>>
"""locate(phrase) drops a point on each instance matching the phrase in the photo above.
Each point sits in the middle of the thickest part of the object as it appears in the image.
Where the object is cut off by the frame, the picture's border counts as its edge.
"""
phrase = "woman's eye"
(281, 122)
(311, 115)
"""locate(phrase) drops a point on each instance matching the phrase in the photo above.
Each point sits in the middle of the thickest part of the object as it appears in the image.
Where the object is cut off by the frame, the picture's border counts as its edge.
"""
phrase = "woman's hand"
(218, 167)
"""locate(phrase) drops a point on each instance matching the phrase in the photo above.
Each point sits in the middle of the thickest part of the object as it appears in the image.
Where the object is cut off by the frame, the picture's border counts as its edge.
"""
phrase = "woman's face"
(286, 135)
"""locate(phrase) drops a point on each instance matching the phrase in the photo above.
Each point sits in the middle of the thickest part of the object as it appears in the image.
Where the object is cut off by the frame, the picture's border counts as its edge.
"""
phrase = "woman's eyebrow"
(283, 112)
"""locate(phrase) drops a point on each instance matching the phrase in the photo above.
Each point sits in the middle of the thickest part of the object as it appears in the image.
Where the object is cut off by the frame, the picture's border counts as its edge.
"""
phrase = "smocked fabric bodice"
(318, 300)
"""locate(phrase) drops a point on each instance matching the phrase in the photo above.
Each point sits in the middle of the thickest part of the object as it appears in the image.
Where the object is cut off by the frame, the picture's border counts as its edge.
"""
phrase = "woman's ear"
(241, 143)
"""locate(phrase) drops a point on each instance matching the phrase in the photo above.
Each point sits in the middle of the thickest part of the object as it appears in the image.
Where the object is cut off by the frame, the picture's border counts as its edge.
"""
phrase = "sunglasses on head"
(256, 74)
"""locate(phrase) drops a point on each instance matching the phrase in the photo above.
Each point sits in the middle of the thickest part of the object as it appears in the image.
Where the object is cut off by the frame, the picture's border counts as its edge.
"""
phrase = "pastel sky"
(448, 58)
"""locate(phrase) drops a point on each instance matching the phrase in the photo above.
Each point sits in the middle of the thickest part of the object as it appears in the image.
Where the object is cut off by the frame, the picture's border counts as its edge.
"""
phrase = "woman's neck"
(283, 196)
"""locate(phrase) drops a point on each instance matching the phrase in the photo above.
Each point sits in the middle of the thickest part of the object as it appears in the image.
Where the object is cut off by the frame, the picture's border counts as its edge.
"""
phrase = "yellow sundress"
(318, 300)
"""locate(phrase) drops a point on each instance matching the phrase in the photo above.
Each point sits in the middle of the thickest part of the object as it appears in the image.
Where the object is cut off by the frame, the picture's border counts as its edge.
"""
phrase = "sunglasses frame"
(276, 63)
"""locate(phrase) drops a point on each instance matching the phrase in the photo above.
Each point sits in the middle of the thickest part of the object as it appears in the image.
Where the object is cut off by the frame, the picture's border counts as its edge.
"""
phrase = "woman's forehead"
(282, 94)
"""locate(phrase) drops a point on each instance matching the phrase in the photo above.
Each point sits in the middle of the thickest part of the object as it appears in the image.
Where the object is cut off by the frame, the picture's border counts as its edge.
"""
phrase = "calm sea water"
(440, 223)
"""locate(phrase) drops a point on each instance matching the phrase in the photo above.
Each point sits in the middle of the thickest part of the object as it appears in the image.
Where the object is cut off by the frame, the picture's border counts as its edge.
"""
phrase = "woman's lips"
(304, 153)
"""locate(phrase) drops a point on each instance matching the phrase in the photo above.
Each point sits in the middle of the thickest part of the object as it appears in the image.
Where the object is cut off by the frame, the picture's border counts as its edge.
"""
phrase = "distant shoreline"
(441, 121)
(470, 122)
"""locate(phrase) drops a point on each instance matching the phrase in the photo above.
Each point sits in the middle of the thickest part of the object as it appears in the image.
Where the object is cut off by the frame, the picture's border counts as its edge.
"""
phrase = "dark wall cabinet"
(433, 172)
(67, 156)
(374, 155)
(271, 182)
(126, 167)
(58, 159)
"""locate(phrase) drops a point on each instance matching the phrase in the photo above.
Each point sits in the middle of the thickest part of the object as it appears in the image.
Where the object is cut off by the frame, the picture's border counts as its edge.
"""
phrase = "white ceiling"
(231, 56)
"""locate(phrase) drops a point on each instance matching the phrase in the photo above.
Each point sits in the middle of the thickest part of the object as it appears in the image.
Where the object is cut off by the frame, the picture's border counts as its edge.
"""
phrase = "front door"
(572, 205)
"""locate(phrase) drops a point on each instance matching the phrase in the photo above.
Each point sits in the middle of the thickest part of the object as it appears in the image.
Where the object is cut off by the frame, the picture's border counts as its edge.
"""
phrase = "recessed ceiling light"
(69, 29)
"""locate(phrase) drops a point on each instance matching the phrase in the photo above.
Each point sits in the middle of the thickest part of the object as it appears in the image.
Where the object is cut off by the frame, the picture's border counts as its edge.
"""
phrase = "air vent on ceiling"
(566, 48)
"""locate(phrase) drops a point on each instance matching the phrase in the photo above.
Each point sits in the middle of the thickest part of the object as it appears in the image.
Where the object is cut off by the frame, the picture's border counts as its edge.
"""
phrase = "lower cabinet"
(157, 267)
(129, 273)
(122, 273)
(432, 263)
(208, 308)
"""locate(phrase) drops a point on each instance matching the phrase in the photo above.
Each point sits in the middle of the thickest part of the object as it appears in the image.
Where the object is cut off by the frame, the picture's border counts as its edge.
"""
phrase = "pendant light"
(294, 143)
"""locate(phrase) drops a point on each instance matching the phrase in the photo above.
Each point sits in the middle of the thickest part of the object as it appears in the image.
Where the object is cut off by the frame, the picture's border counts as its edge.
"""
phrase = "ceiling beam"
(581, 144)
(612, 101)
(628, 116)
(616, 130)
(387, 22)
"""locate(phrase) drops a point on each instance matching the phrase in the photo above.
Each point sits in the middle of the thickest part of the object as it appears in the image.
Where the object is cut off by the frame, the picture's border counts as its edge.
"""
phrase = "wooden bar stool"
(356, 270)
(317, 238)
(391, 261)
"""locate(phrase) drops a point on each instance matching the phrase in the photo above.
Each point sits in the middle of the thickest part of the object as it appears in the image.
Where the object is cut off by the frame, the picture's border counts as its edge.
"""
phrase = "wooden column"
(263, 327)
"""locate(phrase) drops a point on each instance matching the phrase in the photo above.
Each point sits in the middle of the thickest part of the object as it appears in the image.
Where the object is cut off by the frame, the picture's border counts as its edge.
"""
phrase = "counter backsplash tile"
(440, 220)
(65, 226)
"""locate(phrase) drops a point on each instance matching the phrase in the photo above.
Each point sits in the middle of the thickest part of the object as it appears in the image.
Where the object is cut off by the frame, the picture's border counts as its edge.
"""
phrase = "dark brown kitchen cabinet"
<<
**What is required**:
Your job is to reproduce the data in full, with every line intact.

**Answer below**:
"""locate(phrase) drops a point on each instance matching the phrase in the photo above.
Each point sits in the middle of the thickest part of the object as it appears in the image.
Where the object is cut off by the frame, the picture's border counts as its edge.
"""
phrase = "woman's eye"
(281, 122)
(311, 115)
"""locate(phrase) drops a point on each instance matching the phrase in the photo above.
Each point sits in the middle of the thickest part of the object as it appears in the image.
Where the object is cut off by the frame, the picture's border counts as its edge.
"""
phrase = "woman's hand"
(218, 167)
"""locate(phrase) drops a point on each instance matching the phrase in the photo above.
Each point sits in the middle of the thickest part of the object as it appears in the image.
Where the object is cut off by the frame, the picture's border counts as its edge.
"""
phrase = "woman's face"
(286, 135)
"""locate(phrase) drops a point on each instance matching the phrase in the photo above.
Each point sits in the middle of the thickest part of the object as it appears in the image.
Where the object is cut off by the frame, the picture's border counts as its edge.
"""
phrase = "woman's eyebrow"
(283, 112)
"""locate(phrase) drops a point on each instance matching the phrase in the photo above.
Each point sits in the middle of the thickest part of the object as it appears in the image.
Where the object is cut off by the frame, the picture's border counts as its edge.
"""
phrase = "smocked fabric bodice"
(318, 300)
"""locate(phrase) drops a point on each instance matching the phrase in the photo above.
Each point sits in the middle of the thickest part of the object as it appears in the image.
Where the object is cut off by the frame, the picture's border counts as its edge.
"""
phrase = "woman's ear"
(241, 143)
"""locate(phrase) drops a point on each instance matching the phrase in the photo above.
Each point sits in the middle of the thickest part of the object as it appears in the image.
Where the object is cut off by the frame, the picture's border counts as its edge.
"""
phrase = "sunglasses on head"
(256, 74)
"""locate(phrase) drops a point on each instance matching the phrase in the photo above.
Each point sits in the middle of the thickest part of the object as it appears in the image.
Where the object is cut off by the frame, the picture's border counts as its edge.
"""
phrase = "pastel sky"
(448, 58)
"""locate(phrase) drops a point on each instance matching the phrase in the photo above.
Each point sits in the middle of the thickest part of the object as it appears in the image.
Where the object is cut off by the frame, the picture's border counts as its edge.
"""
phrase = "woman's neck"
(283, 196)
"""locate(phrase) drops a point on each instance matching the phrase in the photo above.
Each point sits in the middle of the thickest part of the object as it appears in the image.
Where the object is cut off by the frame, the picture's border counts as its edge.
"""
phrase = "yellow sundress"
(318, 300)
"""locate(phrase) drops a point on each instance matching the phrase in the photo above.
Each point sits in the middle of the thickest part of the object as it appears in the image.
Where the object is cut off by the frame, the picture's border counts as its edge.
"""
phrase = "sunglasses frame"
(276, 63)
"""locate(phrase) drops a point on each instance matching the phrase in the photo above.
Each point sits in the middle of the thickest part of the object as it appears in the image.
Where the object is cut off by the frame, the picture's border counts as its edge.
"""
phrase = "woman's forehead"
(282, 94)
"""locate(phrase) drops a point on each instance matching the phrase in the photo above.
Each point sits in the middle of the thickest part of the object as it appears in the image.
Where the object is cut off by the frame, the picture's border counts as its edge.
"""
phrase = "calm sea water"
(440, 223)
"""locate(phrase) drops a point on each instance matching the phrase in the photo above.
Each point sits in the middle of the thickest part of the object as it appears in the image.
Where the object is cut off by the frame, the picture's border counts as its edge.
"""
phrase = "woman's lips"
(304, 153)
"""locate(phrase) drops a point on each instance matching the phrase in the photo above.
Each point sits in the middle of the thickest part of the object as it appears in the image.
Where the object is cut off by the frame, the picture's border counts as its edge.
"""
phrase = "distant shoreline"
(441, 121)
(470, 122)
"""locate(phrase) drops a point on each instance matching the phrase in the photo above.
Each point sits in the middle of the thickest part of the object as it appears in the image.
Where the object is cut off by the frame, the picture's border counts as its edge.
"""
phrase = "dark wall cabinet"
(433, 172)
(67, 156)
(374, 155)
(271, 182)
(126, 167)
(58, 159)
"""locate(phrase) drops a point on each instance matching the phrase in the photo above.
Each point sits in the middle of the thickest part of the object as it appears in the image.
Where the object is cut off by the frame, the picture's border counts as its edge.
"""
phrase = "white ceiling"
(231, 56)
"""locate(phrase) drops a point on each instance matching the phrase in the photo above.
Each point sits in the middle of the thickest part of the object as it appears in the image.
Where the object is cut off by the frame, the picture's border counts as its edge.
"""
phrase = "front door"
(572, 205)
"""locate(phrase) drops a point on each instance matching the phrase in the photo above.
Each point sits in the middle of the thickest part of the object as it appears in the image.
Where the object is cut off by the frame, the picture's border counts as its edge.
"""
phrase = "recessed ceiling light"
(69, 29)
"""locate(phrase) drops a point on each instance matching the phrase in the photo above.
Each point sits in the middle of the thickest part of the object as it appears in the image.
Where the object is cut off by the frame, the picture's border counts as its edge.
"""
phrase = "air vent on ceiling"
(566, 48)
"""locate(phrase) drops a point on each instance matching the phrase in the photo above.
Each point sits in the middle of the thickest part of the object as it appears in the image.
Where the object is cut off by the frame, the picture's border counts as its edge.
"""
phrase = "lower cabinet"
(157, 267)
(129, 273)
(122, 273)
(432, 263)
(208, 308)
"""locate(phrase) drops a point on each instance matching the phrase in the photo above.
Each point sits in the middle of the thickest part of the object as it appears in the image.
Where the object is cut off by the frame, the picture's border counts as its edge.
"""
phrase = "pendant light"
(294, 143)
"""locate(phrase) drops a point on each instance matching the phrase in the photo above.
Each point sits in the middle of the thickest part of the object as it appears in the image.
Where the object is cut off by the frame, the picture's border counts as its edge.
"""
phrase = "ceiling beam"
(581, 144)
(612, 101)
(628, 116)
(616, 130)
(387, 22)
"""locate(phrase) drops a point on each instance matching the phrase in the photo above.
Each point sits in the middle of the thickest part of the object as it appears in the image.
Where the object is cut off by the frame, the picture's border counts as its edge.
"""
phrase = "wooden bar stool"
(356, 270)
(317, 238)
(391, 261)
"""locate(phrase) drops a point on each instance matching the phrase in the photo above.
Each point sits in the middle of the thickest part of the object as it appears in the image.
Where the object is cut off by the frame, the picture's border counts as its edge.
"""
phrase = "wooden column"
(263, 327)
"""locate(phrase) drops a point on each instance matching the phrase in the photo above.
Each point sits in the middle of the thickest part of the object as it appears in the image.
Where the object is cut off by the frame, the picture's border counts as its edge.
"""
phrase = "counter backsplash tile"
(440, 220)
(65, 226)
"""locate(phrase) drops a point on each instance matching the phrase in the photo above.
Each point sits in the middle of the thickest part of the object as it appears in the image.
Where the object is cut off by the frame, the picture's border counts as its edge.
"""
phrase = "dark brown kitchen cabinet"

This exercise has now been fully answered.